Problem description ▸ Give back exactly the lines that run from the line containing "Per instance of the bun" through the end of the listing below. Leave out every other line.

Data extracted from a collection ▸
==============================
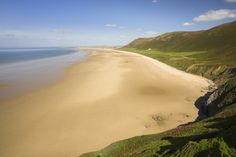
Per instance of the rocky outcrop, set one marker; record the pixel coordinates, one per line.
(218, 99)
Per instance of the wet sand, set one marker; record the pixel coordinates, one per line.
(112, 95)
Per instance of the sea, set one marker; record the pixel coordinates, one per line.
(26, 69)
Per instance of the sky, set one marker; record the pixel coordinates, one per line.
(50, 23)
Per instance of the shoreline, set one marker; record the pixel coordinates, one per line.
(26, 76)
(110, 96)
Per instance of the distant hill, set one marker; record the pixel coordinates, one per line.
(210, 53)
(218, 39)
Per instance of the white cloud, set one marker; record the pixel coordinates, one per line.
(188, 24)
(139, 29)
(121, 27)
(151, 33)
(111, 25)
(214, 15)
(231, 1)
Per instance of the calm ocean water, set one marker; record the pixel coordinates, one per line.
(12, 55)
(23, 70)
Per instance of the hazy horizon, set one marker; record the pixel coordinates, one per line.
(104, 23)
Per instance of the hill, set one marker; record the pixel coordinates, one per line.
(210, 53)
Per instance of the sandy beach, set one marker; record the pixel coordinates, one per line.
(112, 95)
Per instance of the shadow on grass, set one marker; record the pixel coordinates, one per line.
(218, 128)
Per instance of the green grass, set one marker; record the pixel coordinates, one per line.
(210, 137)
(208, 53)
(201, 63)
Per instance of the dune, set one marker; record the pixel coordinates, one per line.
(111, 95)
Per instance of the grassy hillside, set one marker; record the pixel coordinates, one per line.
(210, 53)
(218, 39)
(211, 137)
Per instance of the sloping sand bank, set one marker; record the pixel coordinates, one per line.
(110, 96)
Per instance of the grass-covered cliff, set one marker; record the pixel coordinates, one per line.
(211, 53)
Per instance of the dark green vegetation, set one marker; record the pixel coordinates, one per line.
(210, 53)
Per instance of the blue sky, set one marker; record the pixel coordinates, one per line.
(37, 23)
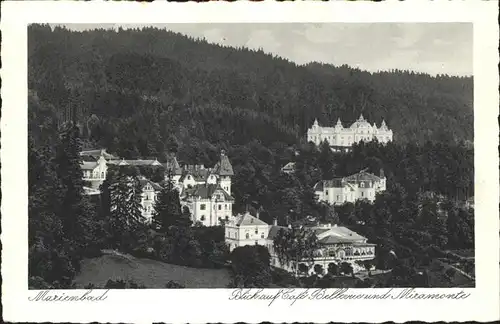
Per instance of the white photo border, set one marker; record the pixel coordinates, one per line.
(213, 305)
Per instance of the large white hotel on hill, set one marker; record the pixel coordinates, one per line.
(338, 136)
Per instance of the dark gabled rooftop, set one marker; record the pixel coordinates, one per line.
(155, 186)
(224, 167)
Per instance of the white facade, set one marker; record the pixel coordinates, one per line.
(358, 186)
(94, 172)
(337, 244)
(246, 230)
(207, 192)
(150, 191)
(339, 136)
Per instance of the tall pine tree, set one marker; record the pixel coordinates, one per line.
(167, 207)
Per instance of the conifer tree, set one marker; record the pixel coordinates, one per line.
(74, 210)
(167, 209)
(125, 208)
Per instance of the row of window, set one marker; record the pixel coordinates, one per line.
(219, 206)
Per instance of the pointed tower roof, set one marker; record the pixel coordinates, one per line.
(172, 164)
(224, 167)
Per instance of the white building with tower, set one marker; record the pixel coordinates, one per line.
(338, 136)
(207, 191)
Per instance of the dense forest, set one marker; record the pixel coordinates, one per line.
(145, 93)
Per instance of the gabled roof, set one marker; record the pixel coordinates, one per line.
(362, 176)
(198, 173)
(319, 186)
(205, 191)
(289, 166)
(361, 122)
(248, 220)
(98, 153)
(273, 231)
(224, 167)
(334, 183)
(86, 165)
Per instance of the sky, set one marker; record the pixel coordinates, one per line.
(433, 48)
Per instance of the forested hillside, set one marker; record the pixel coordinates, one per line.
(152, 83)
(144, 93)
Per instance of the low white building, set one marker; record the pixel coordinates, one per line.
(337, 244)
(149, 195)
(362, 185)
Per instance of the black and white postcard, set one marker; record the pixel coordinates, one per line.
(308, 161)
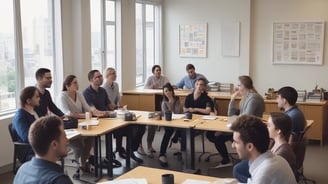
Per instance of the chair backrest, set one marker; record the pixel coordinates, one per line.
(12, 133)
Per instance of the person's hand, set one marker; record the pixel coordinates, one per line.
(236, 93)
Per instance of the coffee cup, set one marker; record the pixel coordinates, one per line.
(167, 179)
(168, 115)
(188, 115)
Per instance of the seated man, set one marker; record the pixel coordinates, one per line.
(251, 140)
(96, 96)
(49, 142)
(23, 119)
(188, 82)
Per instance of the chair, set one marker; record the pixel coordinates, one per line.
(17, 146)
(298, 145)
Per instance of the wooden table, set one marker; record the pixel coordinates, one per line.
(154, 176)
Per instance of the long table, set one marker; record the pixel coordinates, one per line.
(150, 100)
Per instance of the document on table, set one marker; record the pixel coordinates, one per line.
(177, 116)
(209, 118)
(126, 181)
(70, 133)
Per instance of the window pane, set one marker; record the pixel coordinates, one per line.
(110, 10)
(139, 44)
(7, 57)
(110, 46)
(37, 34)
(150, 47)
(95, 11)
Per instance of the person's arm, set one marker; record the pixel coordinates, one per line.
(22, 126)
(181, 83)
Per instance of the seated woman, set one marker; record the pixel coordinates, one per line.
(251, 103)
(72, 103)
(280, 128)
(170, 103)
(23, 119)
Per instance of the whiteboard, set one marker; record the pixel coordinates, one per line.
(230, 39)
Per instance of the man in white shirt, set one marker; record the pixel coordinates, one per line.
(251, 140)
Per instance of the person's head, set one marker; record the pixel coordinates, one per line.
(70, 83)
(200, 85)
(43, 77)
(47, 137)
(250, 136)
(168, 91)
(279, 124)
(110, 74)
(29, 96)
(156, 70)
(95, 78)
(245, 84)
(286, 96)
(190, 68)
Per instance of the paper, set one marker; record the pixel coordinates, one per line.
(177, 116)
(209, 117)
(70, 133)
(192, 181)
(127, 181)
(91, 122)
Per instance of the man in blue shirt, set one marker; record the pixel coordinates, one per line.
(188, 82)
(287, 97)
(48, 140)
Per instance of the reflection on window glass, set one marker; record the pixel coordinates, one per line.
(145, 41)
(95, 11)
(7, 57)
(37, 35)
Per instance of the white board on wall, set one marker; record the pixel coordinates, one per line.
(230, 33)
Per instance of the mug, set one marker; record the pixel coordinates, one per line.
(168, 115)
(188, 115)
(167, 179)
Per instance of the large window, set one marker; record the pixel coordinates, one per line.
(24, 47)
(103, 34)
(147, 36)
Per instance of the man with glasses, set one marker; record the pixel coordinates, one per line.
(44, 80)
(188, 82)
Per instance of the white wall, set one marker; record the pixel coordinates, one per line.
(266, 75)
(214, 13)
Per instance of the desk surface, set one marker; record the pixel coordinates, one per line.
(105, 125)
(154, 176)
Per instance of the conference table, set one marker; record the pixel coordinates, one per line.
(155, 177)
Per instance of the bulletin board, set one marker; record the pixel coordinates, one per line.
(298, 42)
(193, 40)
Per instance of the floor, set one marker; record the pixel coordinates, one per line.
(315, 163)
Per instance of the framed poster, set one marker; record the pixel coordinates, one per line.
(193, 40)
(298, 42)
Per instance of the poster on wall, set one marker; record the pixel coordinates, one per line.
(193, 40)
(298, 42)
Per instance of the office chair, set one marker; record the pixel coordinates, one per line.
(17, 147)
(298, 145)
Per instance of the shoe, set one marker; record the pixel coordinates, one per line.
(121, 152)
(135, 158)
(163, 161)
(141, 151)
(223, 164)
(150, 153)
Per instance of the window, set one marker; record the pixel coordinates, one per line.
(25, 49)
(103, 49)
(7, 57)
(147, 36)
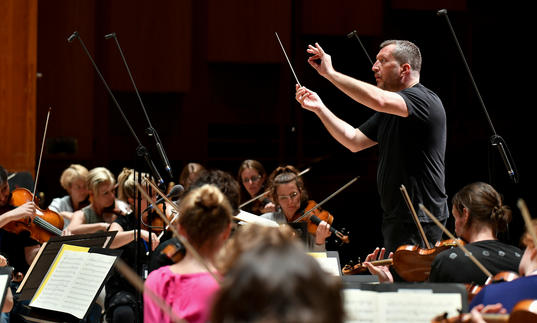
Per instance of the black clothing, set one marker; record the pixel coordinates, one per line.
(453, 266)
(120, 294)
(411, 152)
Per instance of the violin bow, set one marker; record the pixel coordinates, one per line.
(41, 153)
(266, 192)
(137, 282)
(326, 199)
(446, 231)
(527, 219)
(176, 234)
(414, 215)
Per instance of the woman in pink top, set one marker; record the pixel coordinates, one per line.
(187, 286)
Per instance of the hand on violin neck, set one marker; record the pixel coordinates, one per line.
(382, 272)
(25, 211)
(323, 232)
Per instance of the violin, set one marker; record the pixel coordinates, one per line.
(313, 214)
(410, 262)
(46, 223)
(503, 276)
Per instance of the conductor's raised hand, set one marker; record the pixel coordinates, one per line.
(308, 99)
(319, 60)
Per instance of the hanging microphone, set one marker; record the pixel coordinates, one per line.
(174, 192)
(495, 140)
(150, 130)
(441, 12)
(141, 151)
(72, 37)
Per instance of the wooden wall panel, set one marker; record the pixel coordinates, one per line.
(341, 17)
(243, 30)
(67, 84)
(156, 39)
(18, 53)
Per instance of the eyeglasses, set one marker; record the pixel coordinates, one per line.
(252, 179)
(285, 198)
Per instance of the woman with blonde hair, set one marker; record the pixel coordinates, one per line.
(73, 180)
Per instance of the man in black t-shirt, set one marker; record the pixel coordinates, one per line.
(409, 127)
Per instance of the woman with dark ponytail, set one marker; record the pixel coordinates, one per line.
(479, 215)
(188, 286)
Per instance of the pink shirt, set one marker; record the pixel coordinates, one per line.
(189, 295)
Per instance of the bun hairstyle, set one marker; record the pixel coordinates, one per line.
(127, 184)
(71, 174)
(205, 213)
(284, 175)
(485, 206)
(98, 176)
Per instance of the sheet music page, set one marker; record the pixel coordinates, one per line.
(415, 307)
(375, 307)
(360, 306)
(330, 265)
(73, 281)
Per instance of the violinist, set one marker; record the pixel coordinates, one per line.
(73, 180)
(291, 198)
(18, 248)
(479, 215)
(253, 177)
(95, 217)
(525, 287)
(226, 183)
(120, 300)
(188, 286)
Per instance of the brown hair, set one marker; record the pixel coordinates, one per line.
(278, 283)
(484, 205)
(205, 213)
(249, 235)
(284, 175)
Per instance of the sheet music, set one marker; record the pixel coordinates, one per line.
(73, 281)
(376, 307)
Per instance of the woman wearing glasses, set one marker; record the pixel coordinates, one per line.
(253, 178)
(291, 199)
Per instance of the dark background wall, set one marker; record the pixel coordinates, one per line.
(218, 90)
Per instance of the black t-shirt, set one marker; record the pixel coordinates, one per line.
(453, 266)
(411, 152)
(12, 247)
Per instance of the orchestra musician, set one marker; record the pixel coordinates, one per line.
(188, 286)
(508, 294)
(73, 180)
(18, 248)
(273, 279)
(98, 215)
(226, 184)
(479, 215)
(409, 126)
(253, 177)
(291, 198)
==============================
Written response ▸
Per instance of the bun hairstyle, set one marker; record the pixel coordinates, one per line.
(127, 184)
(71, 174)
(205, 213)
(284, 175)
(485, 206)
(98, 176)
Per instance of the sheet music page, set one marker; record the pixel coordinates, one per line.
(415, 307)
(375, 307)
(360, 306)
(330, 265)
(73, 281)
Per instance of the violinist, set one marker; record the pixel coordinates, one per line.
(73, 180)
(291, 198)
(18, 248)
(479, 215)
(253, 177)
(95, 217)
(525, 287)
(226, 183)
(120, 300)
(188, 286)
Per instance of the brown hair, set one marker; record the pixel coordinates, one per line.
(278, 283)
(484, 205)
(205, 213)
(249, 235)
(284, 175)
Per instance of the sheet music, set one marker; record the pixel coordinates, one per line.
(73, 281)
(376, 307)
Per instance of the woman wearing glasses, set one marker; record the pixel coordinates, one per line.
(253, 178)
(291, 199)
Per instance of the dark background wall, set one marker; record the pixel coordinates, one per line.
(218, 90)
Per instance of the black t-shirt, set one marker; record the pixel coordinates, one per line.
(453, 266)
(411, 152)
(12, 247)
Per instance of the orchestra musician, set one marker; record the pixel coordinates, one per line.
(188, 286)
(508, 294)
(73, 180)
(18, 248)
(273, 279)
(98, 215)
(226, 184)
(479, 215)
(409, 126)
(253, 177)
(291, 198)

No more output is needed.